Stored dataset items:
◆ ◆ ◆
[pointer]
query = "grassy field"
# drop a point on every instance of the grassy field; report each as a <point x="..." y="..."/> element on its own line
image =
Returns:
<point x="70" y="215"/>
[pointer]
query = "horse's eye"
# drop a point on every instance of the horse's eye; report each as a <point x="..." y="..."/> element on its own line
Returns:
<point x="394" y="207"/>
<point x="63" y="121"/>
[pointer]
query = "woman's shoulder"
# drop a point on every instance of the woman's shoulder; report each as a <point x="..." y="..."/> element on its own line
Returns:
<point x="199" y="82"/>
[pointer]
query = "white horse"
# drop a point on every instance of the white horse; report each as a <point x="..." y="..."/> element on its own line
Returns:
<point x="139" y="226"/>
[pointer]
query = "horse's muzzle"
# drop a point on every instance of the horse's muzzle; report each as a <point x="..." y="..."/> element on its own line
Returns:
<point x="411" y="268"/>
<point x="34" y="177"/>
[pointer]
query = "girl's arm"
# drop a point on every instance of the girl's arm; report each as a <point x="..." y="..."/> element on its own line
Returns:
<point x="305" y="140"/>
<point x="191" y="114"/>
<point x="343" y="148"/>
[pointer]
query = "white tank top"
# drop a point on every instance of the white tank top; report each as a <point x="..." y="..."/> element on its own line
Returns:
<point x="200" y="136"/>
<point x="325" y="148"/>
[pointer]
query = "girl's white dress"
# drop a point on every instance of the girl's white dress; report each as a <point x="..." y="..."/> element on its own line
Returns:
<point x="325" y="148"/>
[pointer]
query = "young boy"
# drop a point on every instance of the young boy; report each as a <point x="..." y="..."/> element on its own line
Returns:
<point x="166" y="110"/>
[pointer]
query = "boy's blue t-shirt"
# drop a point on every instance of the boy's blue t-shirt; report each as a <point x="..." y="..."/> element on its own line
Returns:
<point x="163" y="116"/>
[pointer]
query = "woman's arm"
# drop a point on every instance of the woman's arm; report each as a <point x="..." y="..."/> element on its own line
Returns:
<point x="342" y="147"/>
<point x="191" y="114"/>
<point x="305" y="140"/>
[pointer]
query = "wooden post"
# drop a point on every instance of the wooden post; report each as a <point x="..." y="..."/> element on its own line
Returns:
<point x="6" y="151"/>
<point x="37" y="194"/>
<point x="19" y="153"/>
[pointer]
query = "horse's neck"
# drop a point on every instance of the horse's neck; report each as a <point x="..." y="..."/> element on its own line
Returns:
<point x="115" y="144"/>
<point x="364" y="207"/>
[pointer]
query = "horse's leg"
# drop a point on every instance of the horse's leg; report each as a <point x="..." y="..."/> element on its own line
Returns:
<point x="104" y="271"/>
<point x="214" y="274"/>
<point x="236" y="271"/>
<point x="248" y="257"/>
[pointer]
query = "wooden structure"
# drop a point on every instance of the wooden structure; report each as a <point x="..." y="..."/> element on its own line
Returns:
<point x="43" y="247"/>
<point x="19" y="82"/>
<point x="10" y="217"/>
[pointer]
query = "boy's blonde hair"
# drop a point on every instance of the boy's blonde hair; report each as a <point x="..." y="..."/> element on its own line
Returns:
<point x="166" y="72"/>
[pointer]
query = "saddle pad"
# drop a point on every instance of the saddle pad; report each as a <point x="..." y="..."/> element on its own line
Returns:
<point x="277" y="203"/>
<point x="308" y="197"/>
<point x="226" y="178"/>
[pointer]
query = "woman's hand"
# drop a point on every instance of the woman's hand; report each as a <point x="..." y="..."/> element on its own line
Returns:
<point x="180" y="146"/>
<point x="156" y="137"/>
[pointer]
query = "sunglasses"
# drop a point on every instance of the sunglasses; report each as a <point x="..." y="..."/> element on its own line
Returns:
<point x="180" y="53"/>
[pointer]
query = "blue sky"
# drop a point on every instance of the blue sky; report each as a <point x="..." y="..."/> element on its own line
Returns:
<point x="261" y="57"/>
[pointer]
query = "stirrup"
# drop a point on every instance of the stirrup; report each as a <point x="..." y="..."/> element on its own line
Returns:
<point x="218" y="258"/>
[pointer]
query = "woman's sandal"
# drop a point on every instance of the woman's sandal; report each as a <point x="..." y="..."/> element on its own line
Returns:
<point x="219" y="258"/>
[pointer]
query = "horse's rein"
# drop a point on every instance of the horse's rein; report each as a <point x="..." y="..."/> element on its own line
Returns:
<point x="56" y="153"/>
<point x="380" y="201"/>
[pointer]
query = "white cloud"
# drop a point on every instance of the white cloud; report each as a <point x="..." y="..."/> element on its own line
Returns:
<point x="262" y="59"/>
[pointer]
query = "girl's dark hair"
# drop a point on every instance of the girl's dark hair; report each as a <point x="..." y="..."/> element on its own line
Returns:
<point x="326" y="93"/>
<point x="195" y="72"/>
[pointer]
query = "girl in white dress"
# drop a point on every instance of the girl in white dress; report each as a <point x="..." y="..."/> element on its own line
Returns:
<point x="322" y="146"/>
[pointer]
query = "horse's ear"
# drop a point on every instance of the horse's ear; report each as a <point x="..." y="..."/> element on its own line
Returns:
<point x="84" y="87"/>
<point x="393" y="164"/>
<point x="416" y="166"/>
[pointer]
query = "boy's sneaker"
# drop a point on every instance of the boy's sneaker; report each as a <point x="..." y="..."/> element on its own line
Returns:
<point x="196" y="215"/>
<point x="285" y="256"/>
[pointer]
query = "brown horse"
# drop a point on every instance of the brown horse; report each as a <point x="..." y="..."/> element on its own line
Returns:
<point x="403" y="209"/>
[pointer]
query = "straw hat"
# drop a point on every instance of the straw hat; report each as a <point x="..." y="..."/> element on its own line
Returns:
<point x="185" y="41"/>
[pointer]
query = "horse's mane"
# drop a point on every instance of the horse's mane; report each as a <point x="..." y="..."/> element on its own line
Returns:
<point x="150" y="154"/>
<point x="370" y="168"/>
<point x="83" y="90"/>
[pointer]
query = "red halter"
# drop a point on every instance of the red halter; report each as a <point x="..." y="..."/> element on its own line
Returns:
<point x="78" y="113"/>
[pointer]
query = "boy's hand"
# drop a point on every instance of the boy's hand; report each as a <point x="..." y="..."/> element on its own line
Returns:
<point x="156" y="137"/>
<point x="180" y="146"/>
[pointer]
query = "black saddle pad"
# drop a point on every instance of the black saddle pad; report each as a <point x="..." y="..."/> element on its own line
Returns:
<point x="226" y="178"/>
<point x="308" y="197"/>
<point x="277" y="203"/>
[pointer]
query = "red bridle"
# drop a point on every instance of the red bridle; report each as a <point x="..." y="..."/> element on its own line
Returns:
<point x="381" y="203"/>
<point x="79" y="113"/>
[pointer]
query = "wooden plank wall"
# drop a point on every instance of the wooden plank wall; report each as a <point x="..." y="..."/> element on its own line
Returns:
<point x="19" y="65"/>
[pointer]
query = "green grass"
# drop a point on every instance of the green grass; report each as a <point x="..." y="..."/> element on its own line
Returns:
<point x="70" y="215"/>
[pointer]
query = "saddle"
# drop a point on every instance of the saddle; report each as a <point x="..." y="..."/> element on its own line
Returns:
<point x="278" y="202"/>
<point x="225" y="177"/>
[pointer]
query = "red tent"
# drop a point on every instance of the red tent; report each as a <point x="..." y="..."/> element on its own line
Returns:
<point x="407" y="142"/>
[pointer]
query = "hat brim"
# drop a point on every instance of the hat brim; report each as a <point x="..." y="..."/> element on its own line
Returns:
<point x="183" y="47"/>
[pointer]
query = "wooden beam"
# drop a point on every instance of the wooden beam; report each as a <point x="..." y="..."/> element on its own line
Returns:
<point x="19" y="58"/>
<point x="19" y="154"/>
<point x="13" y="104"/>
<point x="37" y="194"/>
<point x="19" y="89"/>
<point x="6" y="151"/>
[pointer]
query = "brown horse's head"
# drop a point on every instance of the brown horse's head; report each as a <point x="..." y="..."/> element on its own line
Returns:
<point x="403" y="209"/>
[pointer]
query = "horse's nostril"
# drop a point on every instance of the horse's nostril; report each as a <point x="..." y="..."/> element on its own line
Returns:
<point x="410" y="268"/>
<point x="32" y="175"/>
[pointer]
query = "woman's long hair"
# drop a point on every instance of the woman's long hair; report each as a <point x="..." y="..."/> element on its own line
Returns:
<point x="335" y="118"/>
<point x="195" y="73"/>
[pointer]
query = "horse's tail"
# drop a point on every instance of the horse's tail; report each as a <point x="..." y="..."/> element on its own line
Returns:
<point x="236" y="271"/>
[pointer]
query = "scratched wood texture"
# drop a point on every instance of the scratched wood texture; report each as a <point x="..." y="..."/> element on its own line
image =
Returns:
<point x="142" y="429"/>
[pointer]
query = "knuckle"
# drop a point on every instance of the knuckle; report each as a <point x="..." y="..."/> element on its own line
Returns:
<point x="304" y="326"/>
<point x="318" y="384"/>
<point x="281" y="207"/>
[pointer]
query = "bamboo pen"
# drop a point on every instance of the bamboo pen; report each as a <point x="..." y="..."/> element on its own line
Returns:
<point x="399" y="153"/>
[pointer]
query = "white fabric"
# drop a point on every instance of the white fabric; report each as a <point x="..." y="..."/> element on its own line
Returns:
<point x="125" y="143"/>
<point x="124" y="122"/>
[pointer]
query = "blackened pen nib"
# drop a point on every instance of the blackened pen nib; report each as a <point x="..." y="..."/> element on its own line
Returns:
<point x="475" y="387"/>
◆ ◆ ◆
### [Exercise brief]
Report how many lines in these entries contain "texture". Answer with the number only.

### [Finished exercise]
2